_Source passage_
◇ ◇ ◇ ◇ ◇

I love Open Source, but more and more, backward and zealous public opinions like this one twist the knife in our backs.
You may have misunderstood Matt. I think he is referring to closed source and not to simple copyright ownerships of material that is openly published (in most cases that describes your examples: music, film, books).
Patents as applied to software are a joke, btw.
>> I love Open Source, but more and more, backward and zealous public opinions like this one twist the knife in our backs.
How do you manage to profess a "love" for open source software (so defined by its licensing) while at the same time criticizing the very same concept of licensing prose in such an open source manner, where the end user can take the words to attempt to profit as s/he so is able, if we were to apply such open source licenses to things like blogs? After all, you claimed software and blogs are on par when it comes to the minting of words for monopoly profits.
Perhaps what you were saying was that, in the manner of open source, we should be able to profit from others' (eg, written) text, music, etc.
Or perhaps you were saying instead that, in the usual manner of (eg, written) text, music, etc, open source should not be open source, not allow itself to be copied indiscriminantly.
You really do confuse me. I feel like I feel whenever I try to make sense of what Monopolysoft says. You sometimes speak clearly, but the facts don't jive. The cover sometimes looks good, but it hides the nasty. Like their monopolyware, they are inconsistent.
What is clear is that you can trust Monopolysoft with things that are not of value to you.

◇ ◇ ◇ ◇ ◇

_Data lines_

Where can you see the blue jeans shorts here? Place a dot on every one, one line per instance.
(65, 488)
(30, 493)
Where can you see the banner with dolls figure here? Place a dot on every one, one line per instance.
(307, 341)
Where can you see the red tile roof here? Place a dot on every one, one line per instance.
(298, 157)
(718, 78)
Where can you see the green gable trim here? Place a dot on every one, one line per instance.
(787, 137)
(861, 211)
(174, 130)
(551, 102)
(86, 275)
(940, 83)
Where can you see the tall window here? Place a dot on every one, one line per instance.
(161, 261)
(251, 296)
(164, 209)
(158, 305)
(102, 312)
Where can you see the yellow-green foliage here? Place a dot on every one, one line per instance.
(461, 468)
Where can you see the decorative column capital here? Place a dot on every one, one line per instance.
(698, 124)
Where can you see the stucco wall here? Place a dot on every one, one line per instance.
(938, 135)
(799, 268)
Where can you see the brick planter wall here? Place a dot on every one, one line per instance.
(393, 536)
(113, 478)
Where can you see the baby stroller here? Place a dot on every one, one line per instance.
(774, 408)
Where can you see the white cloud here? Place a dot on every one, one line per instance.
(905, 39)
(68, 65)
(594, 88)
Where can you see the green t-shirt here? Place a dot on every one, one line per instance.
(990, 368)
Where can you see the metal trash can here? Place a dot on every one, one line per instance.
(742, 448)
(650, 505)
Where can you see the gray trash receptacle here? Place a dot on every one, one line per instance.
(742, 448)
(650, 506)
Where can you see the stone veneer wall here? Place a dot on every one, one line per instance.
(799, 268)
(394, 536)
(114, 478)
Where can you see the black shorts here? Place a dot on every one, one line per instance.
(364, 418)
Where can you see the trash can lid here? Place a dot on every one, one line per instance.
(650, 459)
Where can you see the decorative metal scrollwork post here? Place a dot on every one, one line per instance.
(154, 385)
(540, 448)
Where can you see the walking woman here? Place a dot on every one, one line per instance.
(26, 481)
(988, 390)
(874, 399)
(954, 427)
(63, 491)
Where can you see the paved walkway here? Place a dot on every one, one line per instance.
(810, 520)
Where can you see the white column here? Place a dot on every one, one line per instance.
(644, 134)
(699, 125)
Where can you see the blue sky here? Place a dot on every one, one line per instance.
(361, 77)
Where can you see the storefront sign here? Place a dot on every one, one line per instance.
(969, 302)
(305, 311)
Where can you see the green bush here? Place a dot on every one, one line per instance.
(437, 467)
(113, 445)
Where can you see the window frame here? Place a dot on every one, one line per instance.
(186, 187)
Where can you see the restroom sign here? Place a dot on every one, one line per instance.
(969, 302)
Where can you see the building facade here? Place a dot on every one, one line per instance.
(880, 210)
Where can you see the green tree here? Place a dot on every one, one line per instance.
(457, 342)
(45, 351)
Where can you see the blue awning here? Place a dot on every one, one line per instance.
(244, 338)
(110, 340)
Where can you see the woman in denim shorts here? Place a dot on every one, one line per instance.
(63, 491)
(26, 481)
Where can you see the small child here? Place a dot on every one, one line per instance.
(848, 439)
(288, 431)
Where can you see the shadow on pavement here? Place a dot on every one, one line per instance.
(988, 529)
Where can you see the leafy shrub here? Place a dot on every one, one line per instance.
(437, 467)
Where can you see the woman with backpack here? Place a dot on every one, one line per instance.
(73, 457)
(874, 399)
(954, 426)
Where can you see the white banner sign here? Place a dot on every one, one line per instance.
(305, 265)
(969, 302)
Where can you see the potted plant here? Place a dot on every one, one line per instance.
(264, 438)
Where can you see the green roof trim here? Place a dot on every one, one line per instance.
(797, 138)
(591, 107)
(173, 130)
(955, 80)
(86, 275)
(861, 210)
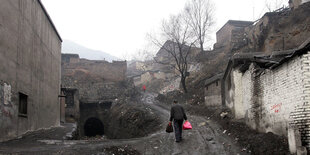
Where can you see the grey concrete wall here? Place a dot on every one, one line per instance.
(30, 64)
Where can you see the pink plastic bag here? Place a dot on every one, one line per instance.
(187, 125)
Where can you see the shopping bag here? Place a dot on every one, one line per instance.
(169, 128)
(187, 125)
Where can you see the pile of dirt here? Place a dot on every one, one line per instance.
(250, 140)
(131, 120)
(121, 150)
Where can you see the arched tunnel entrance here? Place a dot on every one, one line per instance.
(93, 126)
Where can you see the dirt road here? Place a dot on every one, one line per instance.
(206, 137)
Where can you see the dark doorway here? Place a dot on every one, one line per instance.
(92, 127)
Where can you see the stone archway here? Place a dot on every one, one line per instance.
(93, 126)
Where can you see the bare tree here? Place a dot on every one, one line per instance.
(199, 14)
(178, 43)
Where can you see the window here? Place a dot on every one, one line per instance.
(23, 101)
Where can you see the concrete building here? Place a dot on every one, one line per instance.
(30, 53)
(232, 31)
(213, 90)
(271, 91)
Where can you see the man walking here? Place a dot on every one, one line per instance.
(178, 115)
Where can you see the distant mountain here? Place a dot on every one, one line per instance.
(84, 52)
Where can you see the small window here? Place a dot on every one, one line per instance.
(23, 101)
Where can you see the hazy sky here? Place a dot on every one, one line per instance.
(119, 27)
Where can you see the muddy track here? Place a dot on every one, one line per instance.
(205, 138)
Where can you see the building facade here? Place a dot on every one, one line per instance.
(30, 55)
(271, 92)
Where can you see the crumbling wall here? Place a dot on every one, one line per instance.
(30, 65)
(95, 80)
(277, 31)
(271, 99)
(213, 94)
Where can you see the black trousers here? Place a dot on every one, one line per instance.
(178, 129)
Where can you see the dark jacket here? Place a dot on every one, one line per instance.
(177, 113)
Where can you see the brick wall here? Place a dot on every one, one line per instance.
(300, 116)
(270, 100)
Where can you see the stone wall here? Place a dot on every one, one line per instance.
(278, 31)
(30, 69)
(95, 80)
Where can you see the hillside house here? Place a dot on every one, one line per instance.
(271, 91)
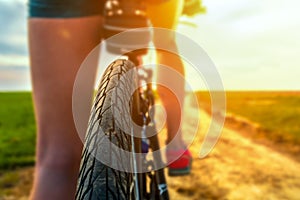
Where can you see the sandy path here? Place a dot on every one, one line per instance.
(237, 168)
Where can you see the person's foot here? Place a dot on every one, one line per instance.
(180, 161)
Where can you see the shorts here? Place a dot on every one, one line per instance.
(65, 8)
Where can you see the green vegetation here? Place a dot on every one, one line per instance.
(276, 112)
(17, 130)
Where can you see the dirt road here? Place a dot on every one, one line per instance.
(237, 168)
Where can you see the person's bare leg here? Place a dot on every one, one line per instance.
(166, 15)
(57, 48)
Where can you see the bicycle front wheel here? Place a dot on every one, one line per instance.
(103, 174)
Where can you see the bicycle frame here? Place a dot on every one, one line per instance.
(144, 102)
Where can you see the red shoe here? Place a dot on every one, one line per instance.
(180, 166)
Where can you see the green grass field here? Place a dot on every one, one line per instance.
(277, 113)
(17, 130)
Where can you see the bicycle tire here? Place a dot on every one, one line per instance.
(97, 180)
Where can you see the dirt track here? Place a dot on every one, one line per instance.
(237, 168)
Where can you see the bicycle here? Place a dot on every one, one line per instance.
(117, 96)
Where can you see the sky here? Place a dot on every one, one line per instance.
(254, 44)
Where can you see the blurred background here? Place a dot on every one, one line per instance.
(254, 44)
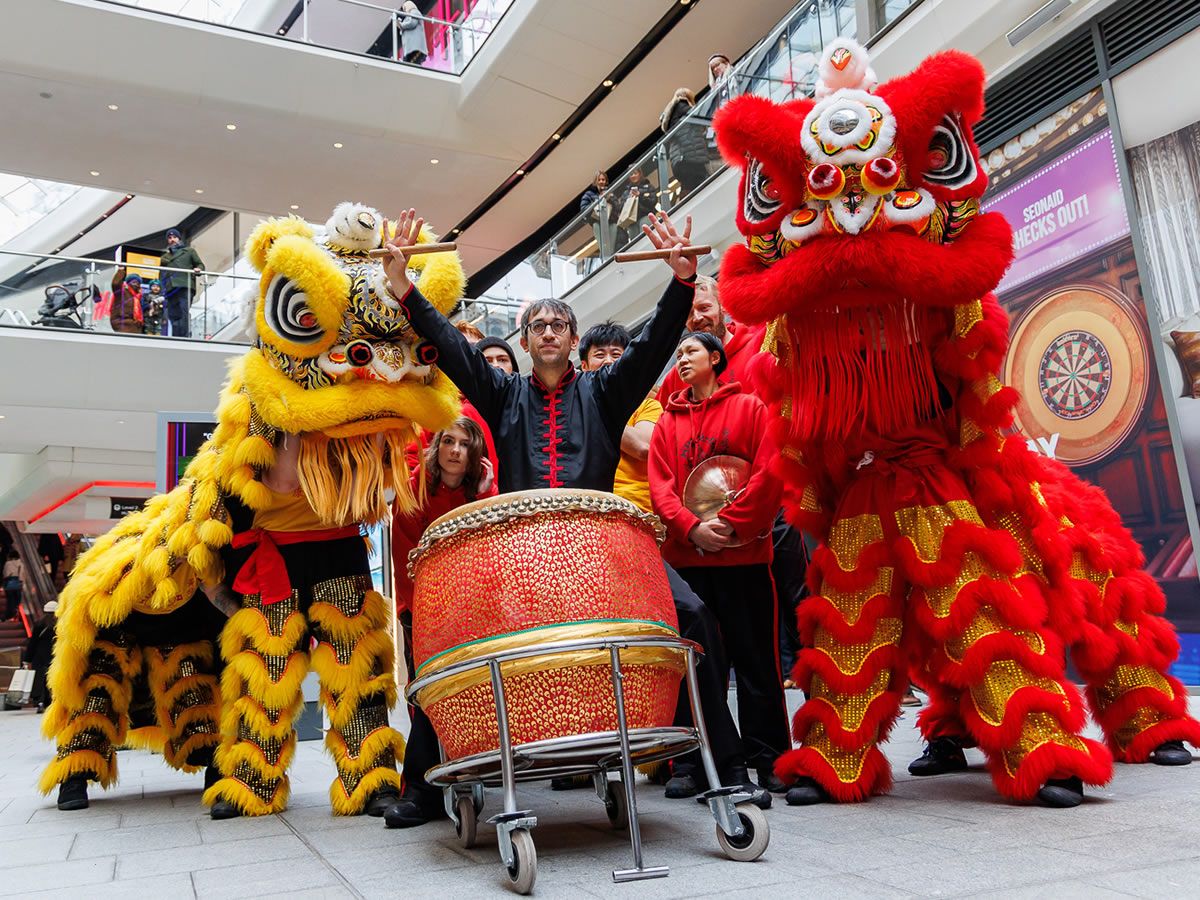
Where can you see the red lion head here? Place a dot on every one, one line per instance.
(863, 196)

◇ ◇ ◇ ◇ ◇

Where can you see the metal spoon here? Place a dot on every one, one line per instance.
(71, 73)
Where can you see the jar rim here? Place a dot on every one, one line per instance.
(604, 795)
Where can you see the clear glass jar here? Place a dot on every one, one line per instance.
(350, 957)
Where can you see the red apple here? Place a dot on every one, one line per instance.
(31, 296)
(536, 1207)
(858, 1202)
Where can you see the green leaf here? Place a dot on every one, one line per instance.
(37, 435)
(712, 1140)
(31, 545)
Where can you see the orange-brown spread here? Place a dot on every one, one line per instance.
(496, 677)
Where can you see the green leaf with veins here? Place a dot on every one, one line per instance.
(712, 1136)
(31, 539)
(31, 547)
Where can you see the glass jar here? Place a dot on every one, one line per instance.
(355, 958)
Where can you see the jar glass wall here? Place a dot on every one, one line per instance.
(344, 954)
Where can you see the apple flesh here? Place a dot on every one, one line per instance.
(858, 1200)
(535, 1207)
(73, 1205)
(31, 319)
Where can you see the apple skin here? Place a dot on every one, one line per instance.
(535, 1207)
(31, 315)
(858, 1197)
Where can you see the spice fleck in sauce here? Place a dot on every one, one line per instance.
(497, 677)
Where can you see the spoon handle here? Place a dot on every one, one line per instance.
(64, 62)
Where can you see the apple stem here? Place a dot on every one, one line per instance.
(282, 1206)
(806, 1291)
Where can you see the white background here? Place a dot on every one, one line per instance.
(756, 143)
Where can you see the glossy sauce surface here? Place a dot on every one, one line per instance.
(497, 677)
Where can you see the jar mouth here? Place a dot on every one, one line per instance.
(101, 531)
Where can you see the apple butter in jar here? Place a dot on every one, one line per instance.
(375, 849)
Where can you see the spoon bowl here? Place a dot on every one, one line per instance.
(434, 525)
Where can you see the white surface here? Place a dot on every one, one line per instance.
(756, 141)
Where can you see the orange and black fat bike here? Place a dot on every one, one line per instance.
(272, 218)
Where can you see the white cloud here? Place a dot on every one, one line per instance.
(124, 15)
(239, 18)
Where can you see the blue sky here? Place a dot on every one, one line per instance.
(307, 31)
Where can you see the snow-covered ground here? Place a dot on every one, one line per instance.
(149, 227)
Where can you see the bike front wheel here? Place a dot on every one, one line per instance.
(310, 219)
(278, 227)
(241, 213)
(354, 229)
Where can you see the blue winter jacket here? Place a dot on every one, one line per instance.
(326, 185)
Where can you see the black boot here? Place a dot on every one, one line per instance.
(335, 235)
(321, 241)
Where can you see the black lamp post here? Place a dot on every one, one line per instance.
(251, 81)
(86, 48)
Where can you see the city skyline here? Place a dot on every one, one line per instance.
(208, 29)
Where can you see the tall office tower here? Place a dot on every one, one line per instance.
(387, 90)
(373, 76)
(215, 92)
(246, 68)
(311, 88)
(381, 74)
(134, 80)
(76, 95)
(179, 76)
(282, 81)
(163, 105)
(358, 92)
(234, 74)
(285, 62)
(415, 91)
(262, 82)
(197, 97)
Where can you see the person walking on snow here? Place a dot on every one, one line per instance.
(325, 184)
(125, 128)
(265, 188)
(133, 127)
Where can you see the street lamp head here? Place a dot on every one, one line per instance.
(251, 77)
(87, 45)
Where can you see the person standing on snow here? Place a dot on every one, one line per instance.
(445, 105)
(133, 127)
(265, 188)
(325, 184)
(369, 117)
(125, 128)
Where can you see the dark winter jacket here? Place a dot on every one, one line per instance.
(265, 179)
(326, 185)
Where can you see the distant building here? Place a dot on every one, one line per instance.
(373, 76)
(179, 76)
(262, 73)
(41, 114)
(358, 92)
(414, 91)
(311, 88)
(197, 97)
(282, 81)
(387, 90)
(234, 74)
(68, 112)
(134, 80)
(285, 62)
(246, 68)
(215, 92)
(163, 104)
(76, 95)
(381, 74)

◇ ◇ ◇ ◇ ◇

_Directive_
In the comments on open source above, list the examples named in the parenthetical that begins "in most cases that describes your examples".

_Response for this exercise_
- music
- film
- books